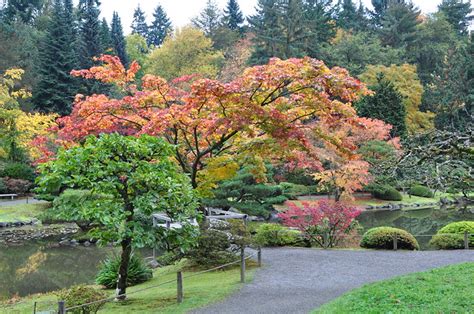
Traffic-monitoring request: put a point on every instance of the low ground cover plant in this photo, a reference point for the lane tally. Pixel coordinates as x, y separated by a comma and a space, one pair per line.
382, 238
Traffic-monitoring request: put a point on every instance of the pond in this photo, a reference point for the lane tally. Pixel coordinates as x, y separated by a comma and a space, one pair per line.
43, 266
420, 222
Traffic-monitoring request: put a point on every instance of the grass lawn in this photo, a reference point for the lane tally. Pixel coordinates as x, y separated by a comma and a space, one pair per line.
21, 212
443, 290
199, 291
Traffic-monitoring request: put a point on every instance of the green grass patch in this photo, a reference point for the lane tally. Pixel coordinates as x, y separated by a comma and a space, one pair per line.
21, 212
199, 291
443, 290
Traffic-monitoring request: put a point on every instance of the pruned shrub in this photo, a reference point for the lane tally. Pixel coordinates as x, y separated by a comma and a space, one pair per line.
138, 272
18, 170
275, 235
213, 249
81, 295
420, 190
3, 186
17, 186
385, 192
382, 238
451, 236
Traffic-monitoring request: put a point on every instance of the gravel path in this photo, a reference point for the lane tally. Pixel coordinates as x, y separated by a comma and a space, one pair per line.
295, 280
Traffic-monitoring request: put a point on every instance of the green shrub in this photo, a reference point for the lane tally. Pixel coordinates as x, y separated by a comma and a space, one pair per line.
451, 236
138, 272
276, 235
81, 295
17, 170
3, 186
384, 192
422, 191
382, 238
292, 191
213, 249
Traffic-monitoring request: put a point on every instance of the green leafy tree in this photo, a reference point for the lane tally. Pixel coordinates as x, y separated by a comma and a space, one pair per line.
160, 28
233, 16
138, 177
399, 24
56, 89
188, 52
139, 25
458, 13
386, 105
356, 51
118, 39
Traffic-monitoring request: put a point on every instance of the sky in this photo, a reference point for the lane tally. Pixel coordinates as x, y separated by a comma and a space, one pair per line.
182, 11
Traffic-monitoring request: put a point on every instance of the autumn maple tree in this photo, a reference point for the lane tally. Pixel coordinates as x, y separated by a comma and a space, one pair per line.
324, 222
297, 110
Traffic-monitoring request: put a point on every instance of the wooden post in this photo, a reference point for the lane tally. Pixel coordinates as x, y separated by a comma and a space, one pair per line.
180, 287
466, 240
61, 307
259, 256
242, 264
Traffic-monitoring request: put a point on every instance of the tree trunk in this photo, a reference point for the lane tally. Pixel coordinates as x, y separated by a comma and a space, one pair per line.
123, 270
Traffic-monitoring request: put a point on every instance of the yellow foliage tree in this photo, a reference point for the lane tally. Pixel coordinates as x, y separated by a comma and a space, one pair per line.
18, 128
186, 52
405, 79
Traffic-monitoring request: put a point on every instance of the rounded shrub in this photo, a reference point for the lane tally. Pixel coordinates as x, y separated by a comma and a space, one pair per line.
81, 295
451, 236
385, 192
275, 235
18, 170
138, 272
420, 190
382, 238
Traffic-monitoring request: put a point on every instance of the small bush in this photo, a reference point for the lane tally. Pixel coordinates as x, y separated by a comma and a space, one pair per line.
81, 295
275, 235
451, 236
138, 272
422, 191
3, 186
292, 191
385, 192
382, 238
213, 249
17, 170
17, 186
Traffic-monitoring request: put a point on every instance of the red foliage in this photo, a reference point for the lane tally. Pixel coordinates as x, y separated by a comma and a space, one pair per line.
321, 219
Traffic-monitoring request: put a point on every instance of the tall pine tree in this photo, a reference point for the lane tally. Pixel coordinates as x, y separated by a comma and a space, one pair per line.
56, 89
89, 33
386, 105
266, 26
233, 17
160, 27
399, 24
139, 25
209, 20
458, 13
105, 37
118, 39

——

## TASK STATEMENT
Copy out every one of the records above word for word, with their points, and leave the pictures out.

## RIGHT ANSWER
Traffic-monitoring request: put a point on every instance of the low ground cover plant in this photo, a reference point for the lane tally. Pixel coordinates as x, y separated by a comma and a space, one pair per line.
382, 238
Traffic-monitoring request: put a point on every instance of the pond in this photo, a reference point for the lane tally. Pixel coordinates as x, y separated by a comma and a space, one pair per line.
43, 266
420, 222
Traffic-monitoring request: put a point on every instance of the grass lawn in this photo, a reference point for the lane tally. Pixel coordinates as x, y separated by a comma and a space, one pair per line.
21, 212
443, 290
199, 291
Traffic-monitoring request: put a point on every instance of the green grass patch in this photo, a reference point for the lane tally. Pixel coordinates as x, y separated by a comma and a space, one pair per line.
21, 212
199, 291
443, 290
Traffic-monitoring request: put a point on every instance of the pruned shrub in this photo, a reference point for the lane tally. Pixel coordinates as x, y separated by a comma and a space, one pair per line.
138, 272
18, 170
275, 235
213, 249
81, 295
420, 190
3, 186
17, 186
385, 192
382, 238
451, 236
Traffic-monitoring request: put a point on every instance of the gravel path in this photo, a reference point for the lane tally. Pixel coordinates as x, y separated by a comma and a space, one pair per line.
295, 280
Traffic-monitoring request: put a point on every instance of the green shrub in this photo, a reference point for the lane tally. Pixel coordinates as x, y separated by a comma and a space, one pair per line.
451, 236
138, 272
276, 235
81, 295
17, 170
3, 186
384, 192
422, 191
382, 238
292, 191
213, 249
Traffic-monitoring request: put a point on every instance of the green leafy tree in this photo, a reference point for the lane tally. Pixel coordinates as x, y separated by a comma and a space, one pair per line.
160, 28
233, 16
138, 177
399, 24
56, 89
188, 52
139, 25
458, 13
386, 105
356, 51
118, 39
Traffic-monitoring request: put a point on every instance of the sky in this photo, a reference point for the lane tally. Pixel coordinates as x, y separated by a comma and a space, one pair per line.
182, 11
Traffic-monitoring request: put a point on every instance of the autumn maple tree in this photo, a reference point for the lane tally. Pixel coordinates as x, y separated by a comma and a space, one pair per line.
324, 222
297, 110
Traffic-monitoring request: put a point on every instance of the wooden post in this photo, a reference point for the lane tally. Pixel coordinates as x, y separated by a comma and a space, one pair per line.
180, 287
466, 240
61, 307
259, 256
242, 264
Traffic-monitoring request: put a point on every instance of the tree trunk in this photo, a reference point for the lane tally. Pixel coordinates as x, y separated by a comma and a space, one pair per line.
123, 270
Traffic-monitoring request: put a point on every instance of the yellow foliage tree in this photo, a reference point for the lane tally. Pixel coordinates as x, y separated by a comma and a space, one pair per line.
18, 128
186, 52
405, 79
Traffic-monitoring request: put a point on every instance of the rounded shrub in this photo, a reference point for the lane tally. Pixel coordinates as x, y separated by a comma and a space, one pair per line.
81, 295
451, 236
385, 192
275, 235
18, 170
138, 272
420, 190
382, 238
Traffic-monitoring request: put a point on every instance of the small bush in this photo, a reference point for the lane tally. Pixel coordinates as x, y separated by a comma and a space, one pair per line.
81, 295
275, 235
451, 236
138, 272
422, 191
3, 186
292, 191
385, 192
382, 238
213, 249
17, 170
17, 186
Traffic-monitoring request: put a point on every instance of the red foliage in this photo, a reference point for the lane tally. Pixel coordinates as x, y separated by a comma and a space, one pair per line.
321, 219
Traffic-monitoring request: put a point on every instance of the tall pine tree in this photo, a reference point for the lane tally. Pixel coordinates as x, y separated by a comma and a space, one pair per line.
56, 89
89, 33
386, 105
266, 26
233, 17
160, 27
399, 24
139, 25
209, 20
458, 13
105, 37
118, 39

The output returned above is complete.